--- start Provided data ---
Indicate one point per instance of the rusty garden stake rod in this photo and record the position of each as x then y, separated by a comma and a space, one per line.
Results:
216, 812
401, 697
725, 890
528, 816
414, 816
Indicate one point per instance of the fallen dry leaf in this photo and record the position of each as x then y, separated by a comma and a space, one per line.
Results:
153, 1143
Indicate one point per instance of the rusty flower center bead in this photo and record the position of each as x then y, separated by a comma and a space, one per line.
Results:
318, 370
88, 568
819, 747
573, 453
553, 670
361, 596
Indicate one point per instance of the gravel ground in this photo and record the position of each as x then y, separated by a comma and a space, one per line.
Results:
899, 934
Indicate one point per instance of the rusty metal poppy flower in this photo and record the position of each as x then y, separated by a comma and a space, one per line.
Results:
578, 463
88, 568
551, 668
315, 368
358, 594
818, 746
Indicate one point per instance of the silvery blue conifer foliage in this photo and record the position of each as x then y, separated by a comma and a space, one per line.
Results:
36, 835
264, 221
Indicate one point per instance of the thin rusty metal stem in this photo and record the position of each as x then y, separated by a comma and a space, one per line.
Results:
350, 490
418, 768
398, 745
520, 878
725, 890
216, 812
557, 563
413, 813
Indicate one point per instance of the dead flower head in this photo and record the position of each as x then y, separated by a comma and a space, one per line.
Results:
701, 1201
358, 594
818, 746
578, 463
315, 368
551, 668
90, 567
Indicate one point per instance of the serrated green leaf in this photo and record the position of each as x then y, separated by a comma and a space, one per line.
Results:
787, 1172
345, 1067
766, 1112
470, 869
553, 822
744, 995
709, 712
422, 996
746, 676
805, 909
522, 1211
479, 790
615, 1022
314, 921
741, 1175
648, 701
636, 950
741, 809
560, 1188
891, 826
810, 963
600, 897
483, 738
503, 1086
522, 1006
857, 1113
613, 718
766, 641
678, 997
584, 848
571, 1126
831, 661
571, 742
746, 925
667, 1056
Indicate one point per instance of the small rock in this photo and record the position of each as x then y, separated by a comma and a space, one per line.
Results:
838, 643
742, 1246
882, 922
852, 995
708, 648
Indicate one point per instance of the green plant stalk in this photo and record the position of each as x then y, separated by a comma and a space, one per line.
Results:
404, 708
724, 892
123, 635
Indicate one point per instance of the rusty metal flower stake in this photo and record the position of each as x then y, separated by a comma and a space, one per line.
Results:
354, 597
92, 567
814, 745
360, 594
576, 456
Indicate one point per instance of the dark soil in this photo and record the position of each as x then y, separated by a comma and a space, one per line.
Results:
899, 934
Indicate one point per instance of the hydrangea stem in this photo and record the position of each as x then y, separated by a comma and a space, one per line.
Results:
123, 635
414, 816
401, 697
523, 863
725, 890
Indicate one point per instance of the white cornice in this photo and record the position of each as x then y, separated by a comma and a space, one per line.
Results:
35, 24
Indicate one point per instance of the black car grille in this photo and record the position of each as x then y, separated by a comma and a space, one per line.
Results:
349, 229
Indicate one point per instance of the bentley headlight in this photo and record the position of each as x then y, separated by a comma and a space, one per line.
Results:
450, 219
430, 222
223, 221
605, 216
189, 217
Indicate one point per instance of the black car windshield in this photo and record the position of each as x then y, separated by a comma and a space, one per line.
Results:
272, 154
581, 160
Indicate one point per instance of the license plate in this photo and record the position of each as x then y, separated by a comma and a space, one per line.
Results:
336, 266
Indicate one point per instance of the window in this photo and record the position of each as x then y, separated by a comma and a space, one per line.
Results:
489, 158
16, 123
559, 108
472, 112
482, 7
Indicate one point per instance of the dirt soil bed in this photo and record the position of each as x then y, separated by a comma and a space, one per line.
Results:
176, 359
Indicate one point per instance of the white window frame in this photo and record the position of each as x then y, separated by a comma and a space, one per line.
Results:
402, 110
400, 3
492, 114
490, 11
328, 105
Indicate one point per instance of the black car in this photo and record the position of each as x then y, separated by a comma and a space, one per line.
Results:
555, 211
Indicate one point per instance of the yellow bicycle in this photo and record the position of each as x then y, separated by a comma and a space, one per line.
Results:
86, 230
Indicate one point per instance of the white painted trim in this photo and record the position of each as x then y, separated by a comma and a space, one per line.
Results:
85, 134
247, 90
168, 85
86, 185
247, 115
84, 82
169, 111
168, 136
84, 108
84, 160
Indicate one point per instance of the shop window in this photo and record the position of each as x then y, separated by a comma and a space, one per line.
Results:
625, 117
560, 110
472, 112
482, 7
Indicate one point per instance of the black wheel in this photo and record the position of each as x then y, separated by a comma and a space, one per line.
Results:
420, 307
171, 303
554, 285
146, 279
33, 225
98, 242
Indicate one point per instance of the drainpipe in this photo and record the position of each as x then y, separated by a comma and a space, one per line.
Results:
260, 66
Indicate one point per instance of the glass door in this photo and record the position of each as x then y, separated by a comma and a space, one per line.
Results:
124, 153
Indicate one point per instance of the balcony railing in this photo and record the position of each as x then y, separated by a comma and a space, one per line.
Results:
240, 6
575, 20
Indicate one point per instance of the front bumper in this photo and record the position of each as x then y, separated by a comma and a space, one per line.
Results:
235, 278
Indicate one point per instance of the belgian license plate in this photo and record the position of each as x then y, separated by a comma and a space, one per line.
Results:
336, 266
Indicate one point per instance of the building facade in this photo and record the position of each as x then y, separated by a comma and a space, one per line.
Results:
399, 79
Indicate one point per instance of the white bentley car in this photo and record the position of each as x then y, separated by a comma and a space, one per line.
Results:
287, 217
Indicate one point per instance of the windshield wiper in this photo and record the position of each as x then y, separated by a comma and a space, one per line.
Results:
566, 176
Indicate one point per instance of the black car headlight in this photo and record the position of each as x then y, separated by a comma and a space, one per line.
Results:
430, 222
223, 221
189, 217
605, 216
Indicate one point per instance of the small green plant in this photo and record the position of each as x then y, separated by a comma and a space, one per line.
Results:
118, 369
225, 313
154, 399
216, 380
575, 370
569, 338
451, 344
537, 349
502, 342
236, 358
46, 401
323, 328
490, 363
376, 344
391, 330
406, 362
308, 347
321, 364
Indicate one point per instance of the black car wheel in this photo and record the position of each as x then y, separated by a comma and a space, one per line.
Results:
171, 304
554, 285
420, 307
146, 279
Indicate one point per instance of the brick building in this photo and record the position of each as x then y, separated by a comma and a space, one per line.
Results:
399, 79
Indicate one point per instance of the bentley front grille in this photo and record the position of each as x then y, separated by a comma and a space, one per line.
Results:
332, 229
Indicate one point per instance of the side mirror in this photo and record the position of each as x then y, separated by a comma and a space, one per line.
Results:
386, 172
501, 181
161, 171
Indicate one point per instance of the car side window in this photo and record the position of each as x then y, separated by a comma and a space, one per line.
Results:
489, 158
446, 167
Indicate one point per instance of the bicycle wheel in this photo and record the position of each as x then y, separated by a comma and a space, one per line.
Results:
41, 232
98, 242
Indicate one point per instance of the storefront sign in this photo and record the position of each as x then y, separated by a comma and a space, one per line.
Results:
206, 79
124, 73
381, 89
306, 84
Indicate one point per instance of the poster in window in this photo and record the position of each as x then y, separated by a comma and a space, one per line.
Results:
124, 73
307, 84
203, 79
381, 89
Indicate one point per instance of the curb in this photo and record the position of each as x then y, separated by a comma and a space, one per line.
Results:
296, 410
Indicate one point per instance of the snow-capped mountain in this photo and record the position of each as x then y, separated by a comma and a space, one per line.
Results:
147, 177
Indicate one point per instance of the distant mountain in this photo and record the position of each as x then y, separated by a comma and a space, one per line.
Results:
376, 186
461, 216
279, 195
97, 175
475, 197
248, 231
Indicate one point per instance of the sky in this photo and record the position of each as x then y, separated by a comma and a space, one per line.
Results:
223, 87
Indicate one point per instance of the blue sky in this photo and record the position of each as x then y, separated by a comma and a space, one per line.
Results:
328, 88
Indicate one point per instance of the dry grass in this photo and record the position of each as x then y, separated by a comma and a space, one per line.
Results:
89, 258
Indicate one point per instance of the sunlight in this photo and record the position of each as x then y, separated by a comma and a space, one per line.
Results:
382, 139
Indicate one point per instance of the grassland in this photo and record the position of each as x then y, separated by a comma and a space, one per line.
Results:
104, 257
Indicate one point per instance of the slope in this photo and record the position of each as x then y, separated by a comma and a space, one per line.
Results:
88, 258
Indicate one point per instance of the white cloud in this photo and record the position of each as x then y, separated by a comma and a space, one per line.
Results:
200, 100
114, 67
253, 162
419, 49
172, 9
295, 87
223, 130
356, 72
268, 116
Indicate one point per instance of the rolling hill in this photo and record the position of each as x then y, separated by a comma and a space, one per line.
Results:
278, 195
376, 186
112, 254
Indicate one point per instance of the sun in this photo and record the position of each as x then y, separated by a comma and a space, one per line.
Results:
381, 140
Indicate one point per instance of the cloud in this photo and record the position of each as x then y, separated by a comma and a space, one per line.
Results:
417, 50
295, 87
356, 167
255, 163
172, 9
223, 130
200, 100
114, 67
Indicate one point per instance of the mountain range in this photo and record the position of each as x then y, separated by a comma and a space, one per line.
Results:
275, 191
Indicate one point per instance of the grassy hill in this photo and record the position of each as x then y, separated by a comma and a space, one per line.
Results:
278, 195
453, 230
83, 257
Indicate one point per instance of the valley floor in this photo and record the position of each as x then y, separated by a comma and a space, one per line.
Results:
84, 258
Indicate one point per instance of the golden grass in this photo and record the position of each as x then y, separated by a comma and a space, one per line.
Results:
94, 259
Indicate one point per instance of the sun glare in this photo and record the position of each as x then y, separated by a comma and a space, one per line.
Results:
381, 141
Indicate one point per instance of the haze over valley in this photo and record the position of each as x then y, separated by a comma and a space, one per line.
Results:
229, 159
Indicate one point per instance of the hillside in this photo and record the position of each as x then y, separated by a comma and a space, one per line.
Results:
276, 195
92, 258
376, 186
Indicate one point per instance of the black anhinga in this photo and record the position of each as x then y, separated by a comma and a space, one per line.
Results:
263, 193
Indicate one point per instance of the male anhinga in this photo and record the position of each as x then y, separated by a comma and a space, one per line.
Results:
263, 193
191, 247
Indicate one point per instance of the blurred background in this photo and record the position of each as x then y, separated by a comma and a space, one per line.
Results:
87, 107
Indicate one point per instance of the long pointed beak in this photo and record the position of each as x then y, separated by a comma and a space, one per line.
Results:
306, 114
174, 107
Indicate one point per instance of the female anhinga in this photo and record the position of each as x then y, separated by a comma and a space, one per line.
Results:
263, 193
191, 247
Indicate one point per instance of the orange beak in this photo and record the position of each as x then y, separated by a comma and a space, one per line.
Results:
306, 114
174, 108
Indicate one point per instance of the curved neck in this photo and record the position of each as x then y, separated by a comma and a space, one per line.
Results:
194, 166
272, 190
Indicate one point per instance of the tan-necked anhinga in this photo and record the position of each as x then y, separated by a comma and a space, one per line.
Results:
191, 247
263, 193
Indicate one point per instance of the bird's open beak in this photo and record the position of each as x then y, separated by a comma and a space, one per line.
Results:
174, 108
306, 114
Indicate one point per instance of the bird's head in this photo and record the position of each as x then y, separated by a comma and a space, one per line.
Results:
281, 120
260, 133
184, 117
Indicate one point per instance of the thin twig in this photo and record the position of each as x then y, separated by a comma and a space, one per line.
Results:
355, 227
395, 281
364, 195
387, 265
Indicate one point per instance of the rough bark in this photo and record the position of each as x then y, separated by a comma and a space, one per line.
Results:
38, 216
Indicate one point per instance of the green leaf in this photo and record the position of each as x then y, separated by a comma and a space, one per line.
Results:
--- end Provided data ---
» **Prompt**: Give the lines starting at the one containing "Indicate one point per instance of the green leaf" and ending at the last line of the entries, both included, as a Markdown table with columns Row and Line. Leave out blank lines.

» **Task solution**:
| Row | Line |
|---|---|
| 1 | Indicate one point per instance of the green leaf in this photo and record the position of each as x then y, separated by a comma and a space, one per line. |
| 2 | Results: |